-- Excerpted data follows --

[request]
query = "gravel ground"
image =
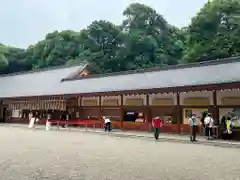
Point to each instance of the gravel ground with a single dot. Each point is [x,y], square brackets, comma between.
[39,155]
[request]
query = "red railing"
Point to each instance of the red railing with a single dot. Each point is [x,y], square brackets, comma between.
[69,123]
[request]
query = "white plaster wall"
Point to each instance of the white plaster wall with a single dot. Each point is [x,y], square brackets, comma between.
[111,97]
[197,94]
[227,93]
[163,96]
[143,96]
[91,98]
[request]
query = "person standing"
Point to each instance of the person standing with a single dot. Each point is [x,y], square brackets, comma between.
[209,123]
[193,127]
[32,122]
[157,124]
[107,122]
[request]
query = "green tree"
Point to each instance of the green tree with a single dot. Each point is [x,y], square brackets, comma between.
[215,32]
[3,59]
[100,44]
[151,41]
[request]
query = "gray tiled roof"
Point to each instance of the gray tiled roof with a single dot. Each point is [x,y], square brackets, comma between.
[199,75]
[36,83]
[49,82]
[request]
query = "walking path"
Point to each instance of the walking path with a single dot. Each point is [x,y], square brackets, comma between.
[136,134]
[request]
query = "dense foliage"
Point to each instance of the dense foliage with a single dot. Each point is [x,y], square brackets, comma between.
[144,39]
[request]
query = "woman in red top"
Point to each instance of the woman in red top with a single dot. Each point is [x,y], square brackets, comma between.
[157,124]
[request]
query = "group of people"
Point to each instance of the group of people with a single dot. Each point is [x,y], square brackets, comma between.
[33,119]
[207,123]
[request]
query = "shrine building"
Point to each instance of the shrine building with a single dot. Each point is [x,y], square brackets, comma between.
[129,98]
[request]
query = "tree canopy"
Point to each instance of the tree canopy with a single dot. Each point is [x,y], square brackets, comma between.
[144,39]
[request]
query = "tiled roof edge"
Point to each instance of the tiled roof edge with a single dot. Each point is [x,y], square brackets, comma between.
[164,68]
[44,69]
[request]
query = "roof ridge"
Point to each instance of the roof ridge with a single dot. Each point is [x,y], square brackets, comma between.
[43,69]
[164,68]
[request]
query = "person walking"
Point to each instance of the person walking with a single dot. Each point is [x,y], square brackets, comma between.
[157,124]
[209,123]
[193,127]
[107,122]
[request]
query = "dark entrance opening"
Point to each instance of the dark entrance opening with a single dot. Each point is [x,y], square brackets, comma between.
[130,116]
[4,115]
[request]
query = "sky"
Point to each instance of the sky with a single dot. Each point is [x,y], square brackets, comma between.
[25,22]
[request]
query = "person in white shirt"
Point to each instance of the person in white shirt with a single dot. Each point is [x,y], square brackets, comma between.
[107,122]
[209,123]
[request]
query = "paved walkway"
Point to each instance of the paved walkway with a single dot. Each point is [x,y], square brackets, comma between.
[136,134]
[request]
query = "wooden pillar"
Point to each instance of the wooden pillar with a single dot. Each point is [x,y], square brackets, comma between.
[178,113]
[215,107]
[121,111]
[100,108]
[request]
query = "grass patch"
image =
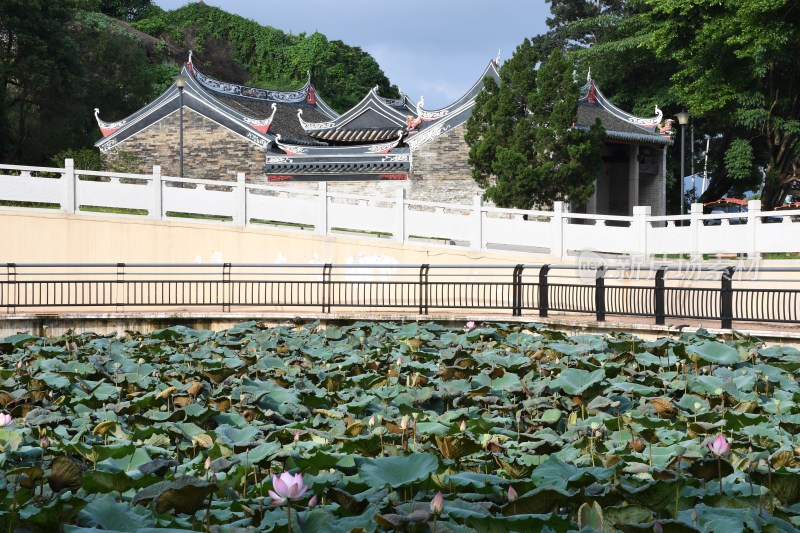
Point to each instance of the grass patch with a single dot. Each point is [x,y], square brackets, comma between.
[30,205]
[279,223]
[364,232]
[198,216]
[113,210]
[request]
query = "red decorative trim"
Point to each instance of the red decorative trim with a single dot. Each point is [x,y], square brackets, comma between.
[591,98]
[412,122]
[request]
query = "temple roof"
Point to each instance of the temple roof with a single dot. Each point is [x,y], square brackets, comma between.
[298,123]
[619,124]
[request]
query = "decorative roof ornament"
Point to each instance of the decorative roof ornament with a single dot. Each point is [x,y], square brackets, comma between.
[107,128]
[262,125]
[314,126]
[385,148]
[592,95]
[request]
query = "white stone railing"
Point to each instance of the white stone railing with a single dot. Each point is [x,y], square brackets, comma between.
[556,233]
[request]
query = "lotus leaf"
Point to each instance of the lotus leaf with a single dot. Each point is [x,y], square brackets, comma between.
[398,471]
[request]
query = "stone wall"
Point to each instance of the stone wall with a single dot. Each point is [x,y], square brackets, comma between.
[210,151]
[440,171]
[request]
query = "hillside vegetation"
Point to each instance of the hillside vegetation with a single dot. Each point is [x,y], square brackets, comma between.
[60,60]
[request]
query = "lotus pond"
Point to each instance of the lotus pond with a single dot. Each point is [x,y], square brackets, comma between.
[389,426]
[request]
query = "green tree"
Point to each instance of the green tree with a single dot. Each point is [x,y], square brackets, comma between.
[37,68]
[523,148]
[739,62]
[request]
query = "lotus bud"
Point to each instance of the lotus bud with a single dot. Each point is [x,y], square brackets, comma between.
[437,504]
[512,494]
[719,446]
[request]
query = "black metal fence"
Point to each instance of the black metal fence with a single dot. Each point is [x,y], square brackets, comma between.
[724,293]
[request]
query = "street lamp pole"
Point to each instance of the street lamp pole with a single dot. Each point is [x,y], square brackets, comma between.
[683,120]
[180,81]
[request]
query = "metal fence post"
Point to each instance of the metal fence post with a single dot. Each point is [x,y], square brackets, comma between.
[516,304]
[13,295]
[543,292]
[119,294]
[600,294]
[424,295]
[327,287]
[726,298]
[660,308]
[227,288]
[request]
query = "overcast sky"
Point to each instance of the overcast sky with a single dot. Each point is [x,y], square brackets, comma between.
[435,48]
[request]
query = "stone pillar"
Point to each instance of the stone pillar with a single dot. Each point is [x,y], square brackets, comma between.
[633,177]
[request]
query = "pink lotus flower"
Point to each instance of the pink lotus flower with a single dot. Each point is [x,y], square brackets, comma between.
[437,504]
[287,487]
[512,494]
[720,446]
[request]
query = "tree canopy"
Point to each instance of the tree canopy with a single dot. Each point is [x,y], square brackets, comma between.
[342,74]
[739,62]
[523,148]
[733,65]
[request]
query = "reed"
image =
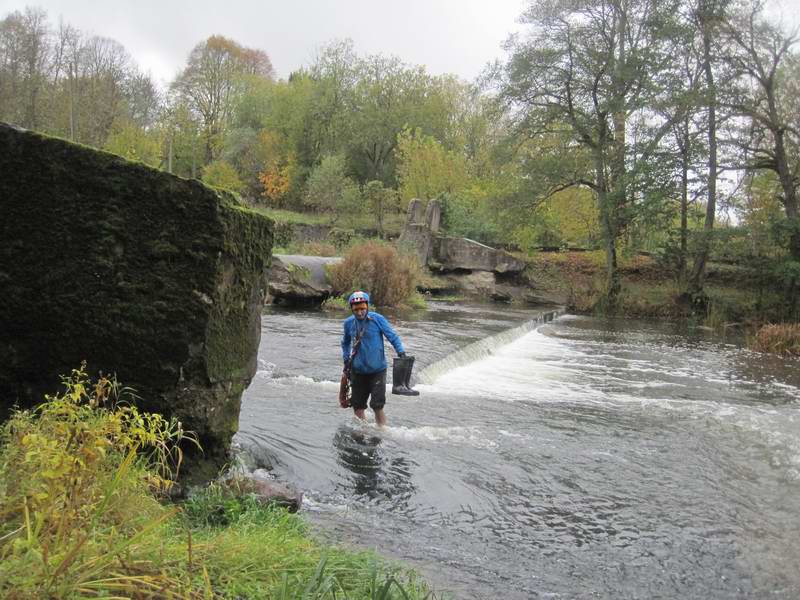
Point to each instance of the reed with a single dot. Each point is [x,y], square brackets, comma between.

-- Excerpted data concluded --
-- Excerpted data follows --

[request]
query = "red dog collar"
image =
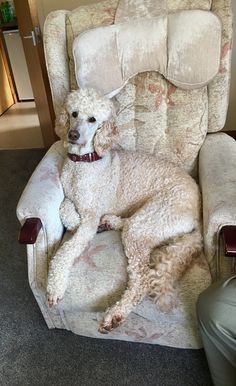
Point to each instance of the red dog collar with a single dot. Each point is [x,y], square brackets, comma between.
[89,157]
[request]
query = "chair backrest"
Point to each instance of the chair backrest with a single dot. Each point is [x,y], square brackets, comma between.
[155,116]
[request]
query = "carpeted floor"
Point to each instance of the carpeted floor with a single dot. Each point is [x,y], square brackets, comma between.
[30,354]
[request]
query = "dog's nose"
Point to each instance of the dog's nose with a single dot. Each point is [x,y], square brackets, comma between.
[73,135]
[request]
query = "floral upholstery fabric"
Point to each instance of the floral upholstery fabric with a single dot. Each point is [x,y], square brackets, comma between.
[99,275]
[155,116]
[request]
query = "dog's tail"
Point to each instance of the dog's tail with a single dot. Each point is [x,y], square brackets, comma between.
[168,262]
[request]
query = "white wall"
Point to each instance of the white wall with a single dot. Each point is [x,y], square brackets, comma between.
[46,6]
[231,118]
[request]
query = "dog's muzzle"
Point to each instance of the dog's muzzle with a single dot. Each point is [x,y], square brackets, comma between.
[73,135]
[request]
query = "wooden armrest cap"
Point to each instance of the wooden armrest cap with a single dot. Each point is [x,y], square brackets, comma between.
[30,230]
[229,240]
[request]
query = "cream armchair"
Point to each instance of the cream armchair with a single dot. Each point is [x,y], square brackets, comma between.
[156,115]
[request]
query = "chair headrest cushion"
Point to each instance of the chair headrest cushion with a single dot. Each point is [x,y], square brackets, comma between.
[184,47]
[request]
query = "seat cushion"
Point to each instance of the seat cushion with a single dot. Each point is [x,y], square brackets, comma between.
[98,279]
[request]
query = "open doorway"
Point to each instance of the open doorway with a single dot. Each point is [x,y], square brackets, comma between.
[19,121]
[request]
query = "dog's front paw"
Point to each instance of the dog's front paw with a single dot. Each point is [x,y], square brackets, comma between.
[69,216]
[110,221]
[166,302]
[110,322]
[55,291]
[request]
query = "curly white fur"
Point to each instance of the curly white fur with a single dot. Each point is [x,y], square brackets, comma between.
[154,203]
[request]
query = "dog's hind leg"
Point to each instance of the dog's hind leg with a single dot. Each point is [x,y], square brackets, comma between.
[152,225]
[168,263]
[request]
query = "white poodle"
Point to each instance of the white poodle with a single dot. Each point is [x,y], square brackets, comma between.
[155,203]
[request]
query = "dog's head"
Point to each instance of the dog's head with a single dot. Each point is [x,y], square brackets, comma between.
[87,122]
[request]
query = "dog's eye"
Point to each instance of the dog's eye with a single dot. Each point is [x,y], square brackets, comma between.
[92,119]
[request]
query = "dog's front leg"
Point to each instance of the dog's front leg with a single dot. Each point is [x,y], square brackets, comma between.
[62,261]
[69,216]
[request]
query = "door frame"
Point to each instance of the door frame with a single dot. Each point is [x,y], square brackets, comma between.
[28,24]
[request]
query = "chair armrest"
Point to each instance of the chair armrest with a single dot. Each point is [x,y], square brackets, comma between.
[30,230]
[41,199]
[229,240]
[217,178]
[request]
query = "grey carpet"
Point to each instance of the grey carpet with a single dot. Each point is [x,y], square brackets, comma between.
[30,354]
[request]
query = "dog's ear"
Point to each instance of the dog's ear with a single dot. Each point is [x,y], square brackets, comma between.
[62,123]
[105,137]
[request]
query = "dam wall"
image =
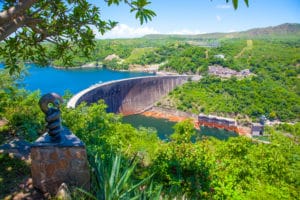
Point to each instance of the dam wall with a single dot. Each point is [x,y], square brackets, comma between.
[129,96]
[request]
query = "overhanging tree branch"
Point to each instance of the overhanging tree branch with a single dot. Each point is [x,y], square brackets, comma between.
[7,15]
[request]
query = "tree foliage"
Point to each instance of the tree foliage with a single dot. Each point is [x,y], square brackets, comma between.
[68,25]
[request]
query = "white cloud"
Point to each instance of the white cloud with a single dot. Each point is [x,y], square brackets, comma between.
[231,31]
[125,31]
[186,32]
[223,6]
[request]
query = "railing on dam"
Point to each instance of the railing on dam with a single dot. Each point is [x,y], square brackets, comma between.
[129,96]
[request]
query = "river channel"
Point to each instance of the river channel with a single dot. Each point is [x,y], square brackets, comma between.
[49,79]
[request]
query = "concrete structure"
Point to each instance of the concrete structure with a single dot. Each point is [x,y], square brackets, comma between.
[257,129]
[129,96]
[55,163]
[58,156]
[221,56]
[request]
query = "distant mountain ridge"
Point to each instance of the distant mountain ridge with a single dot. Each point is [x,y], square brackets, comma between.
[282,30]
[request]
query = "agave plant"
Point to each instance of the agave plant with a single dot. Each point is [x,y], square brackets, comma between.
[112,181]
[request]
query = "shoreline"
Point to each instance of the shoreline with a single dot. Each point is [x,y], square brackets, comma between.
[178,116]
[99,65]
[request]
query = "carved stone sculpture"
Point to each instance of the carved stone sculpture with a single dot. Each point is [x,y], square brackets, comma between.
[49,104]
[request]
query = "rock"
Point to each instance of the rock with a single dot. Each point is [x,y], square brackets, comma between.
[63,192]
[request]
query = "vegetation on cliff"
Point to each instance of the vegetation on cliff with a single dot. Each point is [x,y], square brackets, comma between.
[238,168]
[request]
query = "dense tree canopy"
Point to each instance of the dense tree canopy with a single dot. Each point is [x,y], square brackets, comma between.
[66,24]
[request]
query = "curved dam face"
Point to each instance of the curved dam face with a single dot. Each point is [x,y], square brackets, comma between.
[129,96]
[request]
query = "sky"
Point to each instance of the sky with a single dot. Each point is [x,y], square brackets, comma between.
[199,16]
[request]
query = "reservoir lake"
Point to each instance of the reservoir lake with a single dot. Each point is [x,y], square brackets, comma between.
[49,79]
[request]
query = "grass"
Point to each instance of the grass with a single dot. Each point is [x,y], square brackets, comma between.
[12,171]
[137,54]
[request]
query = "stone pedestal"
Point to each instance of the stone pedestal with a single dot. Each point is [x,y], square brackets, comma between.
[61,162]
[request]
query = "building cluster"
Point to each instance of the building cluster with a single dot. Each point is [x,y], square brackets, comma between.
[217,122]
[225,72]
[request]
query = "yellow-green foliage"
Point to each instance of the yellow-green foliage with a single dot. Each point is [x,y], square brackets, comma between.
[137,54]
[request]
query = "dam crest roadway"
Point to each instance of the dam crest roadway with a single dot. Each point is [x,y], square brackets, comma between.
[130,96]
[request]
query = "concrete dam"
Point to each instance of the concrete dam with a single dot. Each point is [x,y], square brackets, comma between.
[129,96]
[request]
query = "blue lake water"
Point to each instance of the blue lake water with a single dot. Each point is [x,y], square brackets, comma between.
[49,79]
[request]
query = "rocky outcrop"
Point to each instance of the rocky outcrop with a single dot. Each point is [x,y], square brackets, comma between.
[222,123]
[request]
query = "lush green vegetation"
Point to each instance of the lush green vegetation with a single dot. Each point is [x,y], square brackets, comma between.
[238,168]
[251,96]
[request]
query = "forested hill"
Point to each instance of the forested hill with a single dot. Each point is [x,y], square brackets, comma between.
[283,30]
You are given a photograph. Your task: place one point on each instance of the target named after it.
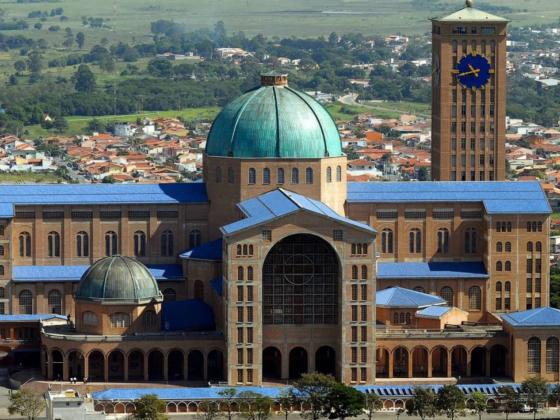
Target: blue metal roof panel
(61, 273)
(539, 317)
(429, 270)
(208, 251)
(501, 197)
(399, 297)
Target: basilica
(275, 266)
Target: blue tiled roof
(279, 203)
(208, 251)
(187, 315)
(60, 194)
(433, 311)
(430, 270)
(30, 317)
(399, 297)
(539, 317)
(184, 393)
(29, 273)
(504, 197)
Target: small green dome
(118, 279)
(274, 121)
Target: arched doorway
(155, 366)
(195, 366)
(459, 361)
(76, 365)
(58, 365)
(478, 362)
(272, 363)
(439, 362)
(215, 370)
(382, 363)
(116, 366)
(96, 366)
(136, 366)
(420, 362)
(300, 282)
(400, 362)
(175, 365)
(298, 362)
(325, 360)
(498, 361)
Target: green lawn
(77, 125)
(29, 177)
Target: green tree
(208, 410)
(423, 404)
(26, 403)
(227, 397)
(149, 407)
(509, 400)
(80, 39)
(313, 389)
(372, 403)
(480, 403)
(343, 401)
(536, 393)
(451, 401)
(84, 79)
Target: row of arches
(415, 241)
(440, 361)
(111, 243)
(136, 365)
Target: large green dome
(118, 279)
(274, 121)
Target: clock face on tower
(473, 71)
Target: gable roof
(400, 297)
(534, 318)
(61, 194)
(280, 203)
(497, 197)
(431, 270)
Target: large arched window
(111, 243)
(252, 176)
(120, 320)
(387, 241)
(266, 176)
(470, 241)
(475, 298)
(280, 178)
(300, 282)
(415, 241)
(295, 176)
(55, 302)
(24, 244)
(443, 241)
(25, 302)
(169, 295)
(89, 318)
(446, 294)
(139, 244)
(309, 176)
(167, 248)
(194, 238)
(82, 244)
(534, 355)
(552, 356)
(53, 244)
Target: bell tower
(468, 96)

-- Excerpted data concluded --

### Task objective
Go through the records above. Copy each line in which the string "reed" appears.

### Problem solution
query = "reed"
Point to each instance of the reed with a single dot. Each point is [x,y], square brackets, comma between.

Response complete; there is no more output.